═════ Excerpt provided ═════

We have had bees before, in Illinois and in the Irish Wilderness.  It had been nearly forty years since we had fooled with them but we were delighted to take on beekeeping again.  Not so much for the honey but for the pleasure of seeing them work so hard.  They are fascinating creatures.
Andy worked hard last night, moving the hive to a new location and then he was up early this morning getting them settled in.  They are mad.  They are fighting mad.  Andy has been stung many times, but he is used to it.  Fingers crossed that they decide to stay where they are now.  I would be very unhappy if they swarmed and left us.  
But there is one thing we have learned.  Bees make honey.  Bears like honey.  And right there is one of those sad facts of life.  Bears and bees don't mix.  

Wednesday, May 27, 2015

Taking the back road home.

Today I took the back road home. I had finished all my town chores and was feeling in a mellow mood. On the radio Dolly Parton was singing one of my favorite songs.  So when I came to the junction I turned right instead of traveling straight ahead.
We take the back road when the creek is up.  It is very handy to have an alternate way out when the weather isn't co-operative.  But sometimes we opt to just take a little different way either home or to town.
What is so special about this back road detour?  For one, I enjoy seeing the birds perched on the telephone wires because they are different from our hilltop birds.  Scissor-tailed flycatchers, hawks, and other open grassland birds are always waiting for a meal to dart or crawl by.
I love to see my neighbor's fields full of rich green grass and sleek well-fed cows.  I love his straight fence rows and sturdy gates.  I appreciate all the hard work he does making his farm a pleasure to drive by.
I always look for another friend's home place, now long abandoned but full of memories.  Sometimes the road narrows and crosses close in front of a house or two.  I know most of these people and they know me.  Makes you feel good to be near people who care about you.

═════

• _Short task 1_: Reproduce the rows word for word, from the first row through the row containing "<instances>".
• _Short task 2_: Extend the blog passage about bees and the back road home, picking up after its final sentence.

═════ Entries ═════

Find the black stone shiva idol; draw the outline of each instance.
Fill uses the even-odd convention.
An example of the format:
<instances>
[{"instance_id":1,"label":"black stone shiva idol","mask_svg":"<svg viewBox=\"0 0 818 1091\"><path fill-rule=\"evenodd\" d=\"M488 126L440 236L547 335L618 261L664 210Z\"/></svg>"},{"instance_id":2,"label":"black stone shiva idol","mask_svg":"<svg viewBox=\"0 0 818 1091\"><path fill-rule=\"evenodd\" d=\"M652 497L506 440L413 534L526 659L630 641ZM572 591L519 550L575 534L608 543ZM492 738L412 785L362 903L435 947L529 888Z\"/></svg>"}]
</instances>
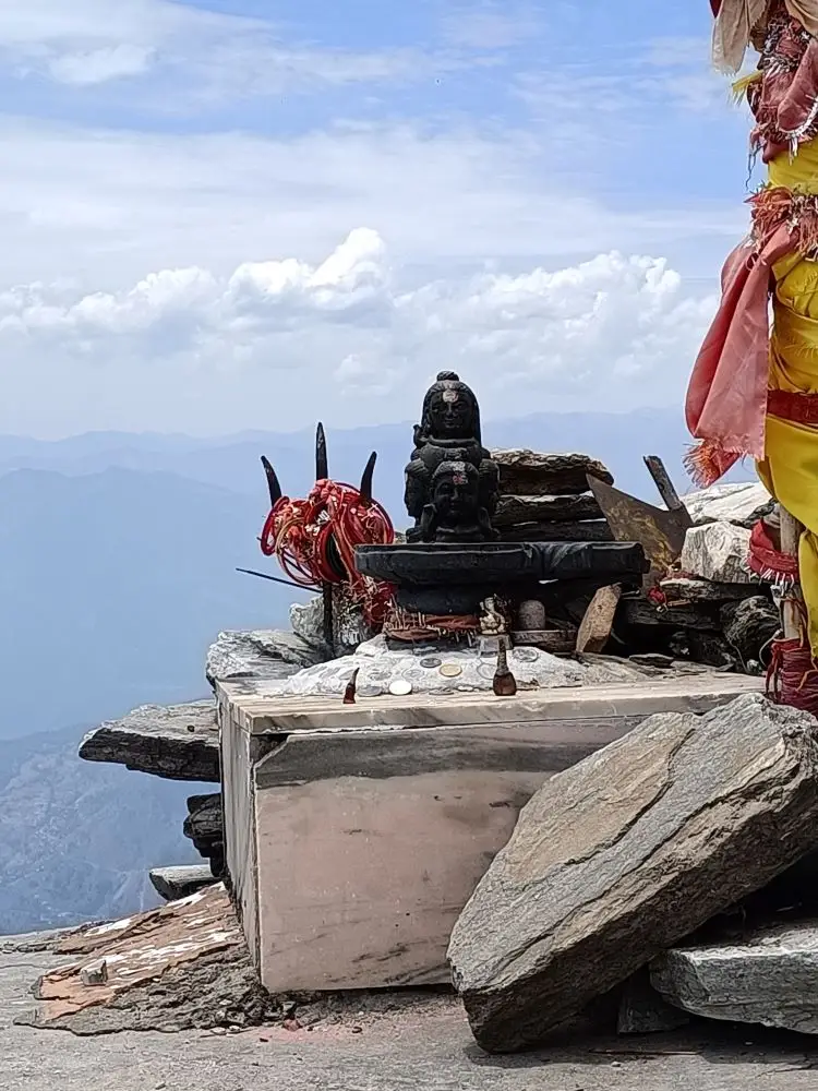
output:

═════

• _Written answer 1_:
Find the black stone shiva idol; draw the outline of each instance.
Fill uses the even-odd convention.
An example of the format:
<instances>

• _Written answer 2_:
But the best thing about taking the back road home is that I can poke along just as slow as I please.  Perhaps I see a flower that I can't identify without pausing a minute and getting a closer look.  Sometimes I just glory in the waving grass and far-off purple shadowed hills.  Sometimes I just like to see the wind turn the leaves in the oak tree this way and that.
Down the road further it narrows into a special spot where you can see the view of Caney Mountain through the trees.  The way is rougher here but taking my time is not a problem.  I can drive and look at the same time.
What a joy it is to have a choice of how to go home.  And sometimes the back road is the best.

Tuesday, May 19, 2015

38

Thirty-eight.  A nice round number.  Not an extraordinary number, but of sufficient importance in our life to make note of this month of May.  Why?  Because 38 years ago we drove our red pickup into this small Missouri town,unpacked our worldly goods and set up housekeeping.  Andy,  Me.  And little Nina.
We bought the Grandma Harlin house, up on the hill, from Harve and Cora Blisard.  While we were remodeling  we lived across the street, in the old Jim Hale house.  Skeeter and Faye were our neighbors to the west.  Pete and Virginia Klineline lived down from us to the east.  All in all, a nice place to put down roots.
Erna Johnson came down the hill that day and introduced herself.  Said she had heard that a new family with a little girl had moved into town.  Just wanted to say hi and invite us to come and see her sometime.  And we did...many times.  Loved visiting and talking to Erna.  Arles and Ivy Walker lived across the street and up one house.  Arles came over, welcomed us to town, and said that his grandson's family attended church at Center Point, out in the country and he would be sure and tell Sandy, Gerald's wife, that there was a new family needing an invitation to church.  And invite us she did.  We loved that little church, on that windy country road, and all the people who went there.
One warm morning we hiked down to Skeeters for breakfast.  And there sat Pattie Strong in a booster chair, eating pancakes.  Nina and Pattie hit it off right away.  And they are still friends.  Nina was a shy child.  She stayed attached to my knee for at least the first two years we lived in Gainesville.  Try as they might, grownups couldn't get her to talk to them.  But, kids, now that was a different matter.  She would watch them playing for awhile and then walk up and start in with whatever was going on.  For part of the time before she went to school she attended Mother Goose Daycare and made many lifelong friends there.
My first order of business was finding a teaching job.  We had been camping and I didn't have anything close to good interview clothes that were clean or ironed.  Clad in jeans and a  T-shirt, I went to ask Benton Breeding if he might have a job for me.  Sure he did.  And he needed me right away since Joe Cissna was moving up to teach high school special education, taking Mr. Beach's place after his retirement that spring.  Signed a contract that day.
And bingo.  Everyone in town knew us.  But, as usual, we didn't have idea one who they were.  People would come up to me in the the grocery store and introduce themselves.  They were anxious to make us feel at home.
I guess it took.  Here we are 38 years later.  Of course, we no longer live IN Gainesville.  But it is still our town.  Wouldn't change it for the world.

Wednesday, May 6, 2015

And in comes May....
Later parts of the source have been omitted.